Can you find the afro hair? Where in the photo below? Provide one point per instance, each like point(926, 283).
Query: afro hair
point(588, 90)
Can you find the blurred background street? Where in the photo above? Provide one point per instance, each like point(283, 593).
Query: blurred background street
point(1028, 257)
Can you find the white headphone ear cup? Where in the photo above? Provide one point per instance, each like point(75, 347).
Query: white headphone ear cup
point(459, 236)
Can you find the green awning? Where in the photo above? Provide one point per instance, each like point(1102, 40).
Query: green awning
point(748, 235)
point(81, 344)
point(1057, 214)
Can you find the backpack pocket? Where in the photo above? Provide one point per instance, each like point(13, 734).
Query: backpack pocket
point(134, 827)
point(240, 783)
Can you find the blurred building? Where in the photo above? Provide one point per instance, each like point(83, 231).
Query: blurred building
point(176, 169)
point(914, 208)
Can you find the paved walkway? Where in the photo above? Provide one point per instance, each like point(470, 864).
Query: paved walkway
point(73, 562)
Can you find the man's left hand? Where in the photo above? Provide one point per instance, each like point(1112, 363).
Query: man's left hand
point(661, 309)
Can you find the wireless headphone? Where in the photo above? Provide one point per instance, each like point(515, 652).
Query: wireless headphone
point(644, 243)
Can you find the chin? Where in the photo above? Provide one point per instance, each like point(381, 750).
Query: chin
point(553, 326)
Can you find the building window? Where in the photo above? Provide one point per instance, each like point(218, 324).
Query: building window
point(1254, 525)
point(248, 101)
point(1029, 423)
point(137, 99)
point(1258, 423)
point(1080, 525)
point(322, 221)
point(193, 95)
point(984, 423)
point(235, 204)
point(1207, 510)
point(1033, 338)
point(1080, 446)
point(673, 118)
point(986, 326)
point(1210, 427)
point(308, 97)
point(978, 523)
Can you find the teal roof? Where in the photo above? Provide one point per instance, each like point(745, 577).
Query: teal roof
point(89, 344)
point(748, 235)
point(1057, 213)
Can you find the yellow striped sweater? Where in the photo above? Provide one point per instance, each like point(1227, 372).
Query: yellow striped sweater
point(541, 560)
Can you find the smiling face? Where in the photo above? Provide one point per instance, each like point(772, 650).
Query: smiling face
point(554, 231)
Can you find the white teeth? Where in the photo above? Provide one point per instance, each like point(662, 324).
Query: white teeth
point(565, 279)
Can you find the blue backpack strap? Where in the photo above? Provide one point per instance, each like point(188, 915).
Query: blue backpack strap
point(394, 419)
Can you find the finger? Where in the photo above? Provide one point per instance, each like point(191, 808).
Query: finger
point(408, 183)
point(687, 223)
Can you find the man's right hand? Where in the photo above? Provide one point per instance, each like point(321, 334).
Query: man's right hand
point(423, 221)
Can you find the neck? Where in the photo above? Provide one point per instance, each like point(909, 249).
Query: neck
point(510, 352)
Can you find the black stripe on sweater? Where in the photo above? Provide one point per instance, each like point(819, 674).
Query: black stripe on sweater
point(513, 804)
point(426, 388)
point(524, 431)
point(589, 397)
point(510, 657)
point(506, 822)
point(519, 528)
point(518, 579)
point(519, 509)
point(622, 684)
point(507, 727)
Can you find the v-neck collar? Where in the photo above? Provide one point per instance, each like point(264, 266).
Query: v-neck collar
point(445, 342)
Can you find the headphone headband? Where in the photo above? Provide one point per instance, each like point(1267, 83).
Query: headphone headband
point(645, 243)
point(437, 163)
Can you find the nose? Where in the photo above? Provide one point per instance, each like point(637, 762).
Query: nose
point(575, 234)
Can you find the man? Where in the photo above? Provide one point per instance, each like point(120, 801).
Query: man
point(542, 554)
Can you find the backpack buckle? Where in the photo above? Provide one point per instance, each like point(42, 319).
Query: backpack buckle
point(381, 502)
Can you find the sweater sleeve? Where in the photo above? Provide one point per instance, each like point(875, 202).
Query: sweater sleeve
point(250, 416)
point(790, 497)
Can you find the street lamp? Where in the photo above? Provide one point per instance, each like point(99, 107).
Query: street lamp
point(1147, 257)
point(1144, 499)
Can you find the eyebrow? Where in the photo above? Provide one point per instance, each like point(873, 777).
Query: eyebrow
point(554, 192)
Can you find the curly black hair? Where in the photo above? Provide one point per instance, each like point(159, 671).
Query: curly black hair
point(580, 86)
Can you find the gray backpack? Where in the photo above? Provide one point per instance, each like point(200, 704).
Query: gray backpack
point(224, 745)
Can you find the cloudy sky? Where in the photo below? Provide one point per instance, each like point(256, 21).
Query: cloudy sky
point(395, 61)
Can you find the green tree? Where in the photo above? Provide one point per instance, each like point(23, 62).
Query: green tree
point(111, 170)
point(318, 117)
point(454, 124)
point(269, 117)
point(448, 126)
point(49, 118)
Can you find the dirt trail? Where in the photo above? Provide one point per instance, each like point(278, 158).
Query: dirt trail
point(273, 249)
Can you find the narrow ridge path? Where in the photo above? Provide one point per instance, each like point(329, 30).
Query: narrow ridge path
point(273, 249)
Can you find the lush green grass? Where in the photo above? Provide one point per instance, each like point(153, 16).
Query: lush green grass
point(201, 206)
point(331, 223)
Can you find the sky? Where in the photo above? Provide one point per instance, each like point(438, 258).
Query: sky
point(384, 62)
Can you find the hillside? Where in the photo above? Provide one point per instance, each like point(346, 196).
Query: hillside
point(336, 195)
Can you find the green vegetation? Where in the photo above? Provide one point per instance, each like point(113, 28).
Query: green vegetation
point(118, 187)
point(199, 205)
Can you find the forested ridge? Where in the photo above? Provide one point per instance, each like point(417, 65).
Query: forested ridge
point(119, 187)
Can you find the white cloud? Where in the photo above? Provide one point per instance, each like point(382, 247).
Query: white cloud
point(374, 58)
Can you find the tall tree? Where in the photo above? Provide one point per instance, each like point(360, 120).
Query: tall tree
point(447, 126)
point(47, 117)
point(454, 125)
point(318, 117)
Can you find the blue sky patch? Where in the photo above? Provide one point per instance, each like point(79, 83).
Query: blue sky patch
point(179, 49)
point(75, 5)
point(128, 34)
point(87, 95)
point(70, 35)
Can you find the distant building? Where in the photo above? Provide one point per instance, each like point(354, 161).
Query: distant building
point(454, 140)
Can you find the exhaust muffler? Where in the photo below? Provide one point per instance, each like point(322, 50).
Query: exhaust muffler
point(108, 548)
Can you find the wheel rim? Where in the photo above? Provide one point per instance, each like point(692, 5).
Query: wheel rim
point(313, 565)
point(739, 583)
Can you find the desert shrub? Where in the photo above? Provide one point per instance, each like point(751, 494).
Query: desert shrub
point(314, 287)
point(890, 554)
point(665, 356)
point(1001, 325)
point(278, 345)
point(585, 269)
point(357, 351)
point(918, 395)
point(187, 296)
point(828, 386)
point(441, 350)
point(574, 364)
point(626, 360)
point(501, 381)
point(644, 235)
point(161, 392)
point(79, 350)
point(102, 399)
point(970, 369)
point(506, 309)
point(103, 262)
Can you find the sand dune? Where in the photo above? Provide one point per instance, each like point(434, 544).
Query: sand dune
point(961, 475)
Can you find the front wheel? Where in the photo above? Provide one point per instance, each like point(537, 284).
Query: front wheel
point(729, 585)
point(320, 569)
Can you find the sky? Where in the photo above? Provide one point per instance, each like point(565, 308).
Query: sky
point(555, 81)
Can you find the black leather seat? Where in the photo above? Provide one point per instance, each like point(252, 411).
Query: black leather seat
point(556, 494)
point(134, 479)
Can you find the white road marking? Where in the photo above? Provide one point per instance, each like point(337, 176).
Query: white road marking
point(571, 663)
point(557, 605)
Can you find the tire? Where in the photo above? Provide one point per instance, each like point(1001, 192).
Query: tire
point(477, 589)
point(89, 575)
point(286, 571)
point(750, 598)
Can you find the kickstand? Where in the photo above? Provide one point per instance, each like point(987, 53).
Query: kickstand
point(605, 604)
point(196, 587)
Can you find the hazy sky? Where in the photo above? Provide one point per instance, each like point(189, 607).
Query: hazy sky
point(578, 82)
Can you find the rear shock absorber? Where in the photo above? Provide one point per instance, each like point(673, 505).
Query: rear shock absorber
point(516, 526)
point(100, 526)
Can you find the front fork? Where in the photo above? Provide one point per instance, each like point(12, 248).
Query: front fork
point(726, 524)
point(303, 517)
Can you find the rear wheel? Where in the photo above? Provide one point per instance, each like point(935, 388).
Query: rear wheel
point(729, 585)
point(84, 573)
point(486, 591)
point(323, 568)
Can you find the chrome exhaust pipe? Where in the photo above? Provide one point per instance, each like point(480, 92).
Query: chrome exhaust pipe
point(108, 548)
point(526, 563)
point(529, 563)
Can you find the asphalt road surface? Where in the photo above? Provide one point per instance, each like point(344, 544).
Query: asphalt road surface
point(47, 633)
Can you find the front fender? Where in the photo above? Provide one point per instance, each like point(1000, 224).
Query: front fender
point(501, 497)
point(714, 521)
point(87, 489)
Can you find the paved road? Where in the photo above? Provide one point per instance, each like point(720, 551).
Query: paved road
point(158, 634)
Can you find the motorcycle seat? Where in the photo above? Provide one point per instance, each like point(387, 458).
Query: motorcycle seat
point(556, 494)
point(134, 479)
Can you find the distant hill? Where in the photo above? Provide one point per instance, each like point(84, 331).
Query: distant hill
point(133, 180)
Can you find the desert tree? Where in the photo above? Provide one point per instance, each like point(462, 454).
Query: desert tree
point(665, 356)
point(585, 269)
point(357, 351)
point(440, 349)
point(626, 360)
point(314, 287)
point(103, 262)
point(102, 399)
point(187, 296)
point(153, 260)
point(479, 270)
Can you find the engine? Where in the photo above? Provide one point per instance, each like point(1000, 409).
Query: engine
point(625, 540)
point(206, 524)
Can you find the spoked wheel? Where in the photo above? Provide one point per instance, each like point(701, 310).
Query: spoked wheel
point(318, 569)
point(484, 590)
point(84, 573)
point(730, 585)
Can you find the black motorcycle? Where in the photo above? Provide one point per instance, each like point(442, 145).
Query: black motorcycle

════

* Directions for this task
The required output is the entries from their opening line through the line holding "Can you find the blurred background", repeated exactly, with both end lines kept.

* Solution for this exercise
Can you find the afro hair? Where in the photo below? Provide one point per instance, each like point(926, 283).
Query: afro hair
point(588, 90)
Can you find the blurred background street? Where in the photo above? Provide one point per instance, each like point(283, 593).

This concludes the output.